Collection entries:
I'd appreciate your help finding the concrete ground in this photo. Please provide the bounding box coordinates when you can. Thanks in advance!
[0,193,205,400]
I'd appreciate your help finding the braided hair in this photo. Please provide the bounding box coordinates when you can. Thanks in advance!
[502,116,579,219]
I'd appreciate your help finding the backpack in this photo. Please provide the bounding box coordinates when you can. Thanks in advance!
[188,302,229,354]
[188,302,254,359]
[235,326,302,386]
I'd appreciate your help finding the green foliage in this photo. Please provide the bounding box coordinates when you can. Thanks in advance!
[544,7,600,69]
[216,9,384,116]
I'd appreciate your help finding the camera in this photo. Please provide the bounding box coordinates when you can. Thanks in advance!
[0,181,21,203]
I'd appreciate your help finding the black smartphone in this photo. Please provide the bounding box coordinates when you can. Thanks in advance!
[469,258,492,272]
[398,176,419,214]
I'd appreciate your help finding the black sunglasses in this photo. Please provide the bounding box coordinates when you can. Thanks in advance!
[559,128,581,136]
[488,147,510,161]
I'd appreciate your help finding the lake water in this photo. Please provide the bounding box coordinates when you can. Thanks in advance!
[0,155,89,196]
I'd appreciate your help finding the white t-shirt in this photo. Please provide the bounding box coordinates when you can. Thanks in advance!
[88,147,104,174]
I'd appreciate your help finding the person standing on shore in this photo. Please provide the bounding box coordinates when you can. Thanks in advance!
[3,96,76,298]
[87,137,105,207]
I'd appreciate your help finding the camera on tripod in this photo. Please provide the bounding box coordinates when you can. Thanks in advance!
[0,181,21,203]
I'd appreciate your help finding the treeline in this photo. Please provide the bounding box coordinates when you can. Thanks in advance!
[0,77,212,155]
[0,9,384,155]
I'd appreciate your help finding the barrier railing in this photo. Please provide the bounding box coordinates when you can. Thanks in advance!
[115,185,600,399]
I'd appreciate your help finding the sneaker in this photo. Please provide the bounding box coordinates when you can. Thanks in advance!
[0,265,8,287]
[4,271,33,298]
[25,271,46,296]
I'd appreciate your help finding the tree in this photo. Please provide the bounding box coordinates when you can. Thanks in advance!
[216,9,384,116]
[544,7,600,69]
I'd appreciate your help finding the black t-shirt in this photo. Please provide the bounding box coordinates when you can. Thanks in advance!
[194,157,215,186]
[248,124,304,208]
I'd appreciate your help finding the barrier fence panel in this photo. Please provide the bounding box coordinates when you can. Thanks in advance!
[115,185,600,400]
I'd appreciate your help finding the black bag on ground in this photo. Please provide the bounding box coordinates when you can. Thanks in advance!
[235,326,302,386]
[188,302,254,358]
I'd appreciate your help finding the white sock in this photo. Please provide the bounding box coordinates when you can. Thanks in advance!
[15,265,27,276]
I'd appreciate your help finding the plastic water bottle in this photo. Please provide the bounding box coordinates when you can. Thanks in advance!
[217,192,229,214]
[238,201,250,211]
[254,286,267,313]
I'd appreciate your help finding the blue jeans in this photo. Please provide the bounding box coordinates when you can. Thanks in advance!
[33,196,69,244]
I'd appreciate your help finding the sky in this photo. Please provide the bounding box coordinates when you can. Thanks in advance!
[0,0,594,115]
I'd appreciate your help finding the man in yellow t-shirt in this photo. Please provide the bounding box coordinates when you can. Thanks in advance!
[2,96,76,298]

- [Problem details]
Reproduce word for word the stretch of the listing from the line containing "I'd appreciate your help finding the sky" through the end of the listing, including both ends.

- [Full response]
I'd appreciate your help finding the sky in this photo. Please provide the bounding box coordinates when you can. Thanks in advance!
[0,0,594,115]
I'd appreciate your help finding the man in yellow t-shirt in this photo. Please provide the bounding box coordinates when you can. Thanks in advance!
[2,96,76,298]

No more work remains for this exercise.